Point-per-instance localization data
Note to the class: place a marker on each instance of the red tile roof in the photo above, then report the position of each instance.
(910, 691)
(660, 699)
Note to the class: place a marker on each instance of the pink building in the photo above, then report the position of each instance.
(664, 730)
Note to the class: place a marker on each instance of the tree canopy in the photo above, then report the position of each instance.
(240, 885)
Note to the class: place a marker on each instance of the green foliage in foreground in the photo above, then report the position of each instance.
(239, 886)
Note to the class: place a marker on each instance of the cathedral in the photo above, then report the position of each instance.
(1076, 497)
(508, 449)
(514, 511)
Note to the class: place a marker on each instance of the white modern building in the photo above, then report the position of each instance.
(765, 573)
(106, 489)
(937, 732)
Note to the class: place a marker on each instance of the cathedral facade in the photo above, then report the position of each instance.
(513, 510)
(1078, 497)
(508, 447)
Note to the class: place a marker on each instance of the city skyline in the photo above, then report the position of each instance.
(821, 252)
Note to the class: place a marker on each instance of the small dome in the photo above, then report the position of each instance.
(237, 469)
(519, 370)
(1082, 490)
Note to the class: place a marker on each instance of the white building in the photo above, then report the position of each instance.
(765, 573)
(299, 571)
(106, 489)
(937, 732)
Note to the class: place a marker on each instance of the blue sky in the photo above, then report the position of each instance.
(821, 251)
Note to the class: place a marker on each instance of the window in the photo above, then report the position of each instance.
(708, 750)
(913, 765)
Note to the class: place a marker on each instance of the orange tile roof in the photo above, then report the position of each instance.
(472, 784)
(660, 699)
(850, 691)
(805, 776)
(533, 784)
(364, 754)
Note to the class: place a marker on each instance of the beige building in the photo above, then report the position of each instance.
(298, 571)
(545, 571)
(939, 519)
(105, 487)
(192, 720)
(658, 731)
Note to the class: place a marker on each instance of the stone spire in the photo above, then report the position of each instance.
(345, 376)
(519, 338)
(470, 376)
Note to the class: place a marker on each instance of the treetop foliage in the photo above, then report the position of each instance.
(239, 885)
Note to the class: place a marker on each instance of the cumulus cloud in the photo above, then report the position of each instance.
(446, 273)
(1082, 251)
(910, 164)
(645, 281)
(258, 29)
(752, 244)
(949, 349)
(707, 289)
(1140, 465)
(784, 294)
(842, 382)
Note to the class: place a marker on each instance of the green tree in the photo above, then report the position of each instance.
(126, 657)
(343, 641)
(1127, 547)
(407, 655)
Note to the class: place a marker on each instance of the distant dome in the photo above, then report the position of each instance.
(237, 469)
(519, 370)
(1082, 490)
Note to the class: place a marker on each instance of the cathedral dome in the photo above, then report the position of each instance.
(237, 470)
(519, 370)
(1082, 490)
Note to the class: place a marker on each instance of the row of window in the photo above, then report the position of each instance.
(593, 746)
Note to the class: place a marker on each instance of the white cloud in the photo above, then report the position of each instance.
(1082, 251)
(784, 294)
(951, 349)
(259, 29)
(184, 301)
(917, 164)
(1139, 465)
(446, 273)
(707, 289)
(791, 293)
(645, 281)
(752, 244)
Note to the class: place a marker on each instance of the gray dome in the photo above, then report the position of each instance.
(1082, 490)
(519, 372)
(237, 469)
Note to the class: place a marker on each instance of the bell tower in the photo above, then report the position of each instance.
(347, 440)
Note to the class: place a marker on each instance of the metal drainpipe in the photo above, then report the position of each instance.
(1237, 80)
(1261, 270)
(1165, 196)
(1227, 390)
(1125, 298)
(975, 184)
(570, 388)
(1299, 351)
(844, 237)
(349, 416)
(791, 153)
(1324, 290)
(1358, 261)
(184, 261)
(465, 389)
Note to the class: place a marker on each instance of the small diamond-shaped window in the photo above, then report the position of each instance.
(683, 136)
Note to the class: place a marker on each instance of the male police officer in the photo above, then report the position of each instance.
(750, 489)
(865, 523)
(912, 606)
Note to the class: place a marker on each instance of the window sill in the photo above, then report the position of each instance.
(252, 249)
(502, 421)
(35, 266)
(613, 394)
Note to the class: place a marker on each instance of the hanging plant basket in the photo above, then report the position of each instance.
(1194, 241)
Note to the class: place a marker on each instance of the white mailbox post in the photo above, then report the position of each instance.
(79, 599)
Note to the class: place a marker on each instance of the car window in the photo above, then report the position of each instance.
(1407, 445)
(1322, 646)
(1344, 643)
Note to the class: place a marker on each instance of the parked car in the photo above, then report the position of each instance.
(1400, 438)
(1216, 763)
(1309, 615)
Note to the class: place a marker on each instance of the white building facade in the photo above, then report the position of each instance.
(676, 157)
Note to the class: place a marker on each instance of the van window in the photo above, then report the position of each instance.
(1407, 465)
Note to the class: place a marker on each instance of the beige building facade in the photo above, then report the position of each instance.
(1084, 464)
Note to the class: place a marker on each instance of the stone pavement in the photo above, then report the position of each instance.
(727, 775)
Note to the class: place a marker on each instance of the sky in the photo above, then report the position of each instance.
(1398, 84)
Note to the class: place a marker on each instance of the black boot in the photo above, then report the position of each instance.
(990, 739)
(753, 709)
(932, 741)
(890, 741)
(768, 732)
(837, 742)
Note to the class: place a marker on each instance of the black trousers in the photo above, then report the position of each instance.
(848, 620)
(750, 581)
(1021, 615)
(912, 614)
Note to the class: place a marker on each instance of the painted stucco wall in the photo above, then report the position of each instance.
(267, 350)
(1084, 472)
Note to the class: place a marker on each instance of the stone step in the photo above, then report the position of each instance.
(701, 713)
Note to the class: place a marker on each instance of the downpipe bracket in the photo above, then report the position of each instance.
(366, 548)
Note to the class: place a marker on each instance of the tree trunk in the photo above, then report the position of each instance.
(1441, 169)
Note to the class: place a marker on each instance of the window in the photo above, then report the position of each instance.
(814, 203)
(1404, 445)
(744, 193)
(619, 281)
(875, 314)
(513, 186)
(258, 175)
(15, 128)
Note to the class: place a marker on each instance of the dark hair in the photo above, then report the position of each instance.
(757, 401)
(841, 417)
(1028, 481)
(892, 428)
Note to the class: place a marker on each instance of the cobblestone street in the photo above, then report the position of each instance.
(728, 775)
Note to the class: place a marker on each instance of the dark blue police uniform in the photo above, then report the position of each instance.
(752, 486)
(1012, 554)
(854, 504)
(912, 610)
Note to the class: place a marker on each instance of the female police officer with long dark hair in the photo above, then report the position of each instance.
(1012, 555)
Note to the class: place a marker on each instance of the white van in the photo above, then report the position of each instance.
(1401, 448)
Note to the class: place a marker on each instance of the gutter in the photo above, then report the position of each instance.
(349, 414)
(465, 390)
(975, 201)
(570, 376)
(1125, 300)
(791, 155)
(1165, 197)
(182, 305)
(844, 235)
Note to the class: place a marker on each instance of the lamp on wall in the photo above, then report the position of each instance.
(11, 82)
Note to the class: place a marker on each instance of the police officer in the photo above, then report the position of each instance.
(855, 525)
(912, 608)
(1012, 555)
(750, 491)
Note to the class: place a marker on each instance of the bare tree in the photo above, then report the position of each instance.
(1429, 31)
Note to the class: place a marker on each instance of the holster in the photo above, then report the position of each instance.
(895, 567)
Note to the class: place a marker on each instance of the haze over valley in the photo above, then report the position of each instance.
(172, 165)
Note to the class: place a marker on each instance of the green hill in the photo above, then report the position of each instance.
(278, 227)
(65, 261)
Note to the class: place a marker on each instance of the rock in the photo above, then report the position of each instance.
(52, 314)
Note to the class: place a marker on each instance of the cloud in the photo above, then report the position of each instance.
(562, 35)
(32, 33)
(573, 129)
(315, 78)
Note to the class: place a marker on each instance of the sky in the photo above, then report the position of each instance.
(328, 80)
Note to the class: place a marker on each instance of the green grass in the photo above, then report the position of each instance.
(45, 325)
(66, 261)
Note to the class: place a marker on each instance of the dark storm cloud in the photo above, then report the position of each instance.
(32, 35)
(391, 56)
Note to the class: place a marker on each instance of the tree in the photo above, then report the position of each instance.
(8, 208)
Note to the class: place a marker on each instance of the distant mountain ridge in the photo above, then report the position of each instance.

Exercise requirements: Repeat word for word from the line holding "the tree in" down to the last line above, including both.

Exercise solution:
Note to the class: place a marker on each instance of the tree in the photo above, then report the position of each instance.
(8, 208)
Note to the class: place a marker on each instance of the distant mountain ridge in the photo above, then report the position of each instance.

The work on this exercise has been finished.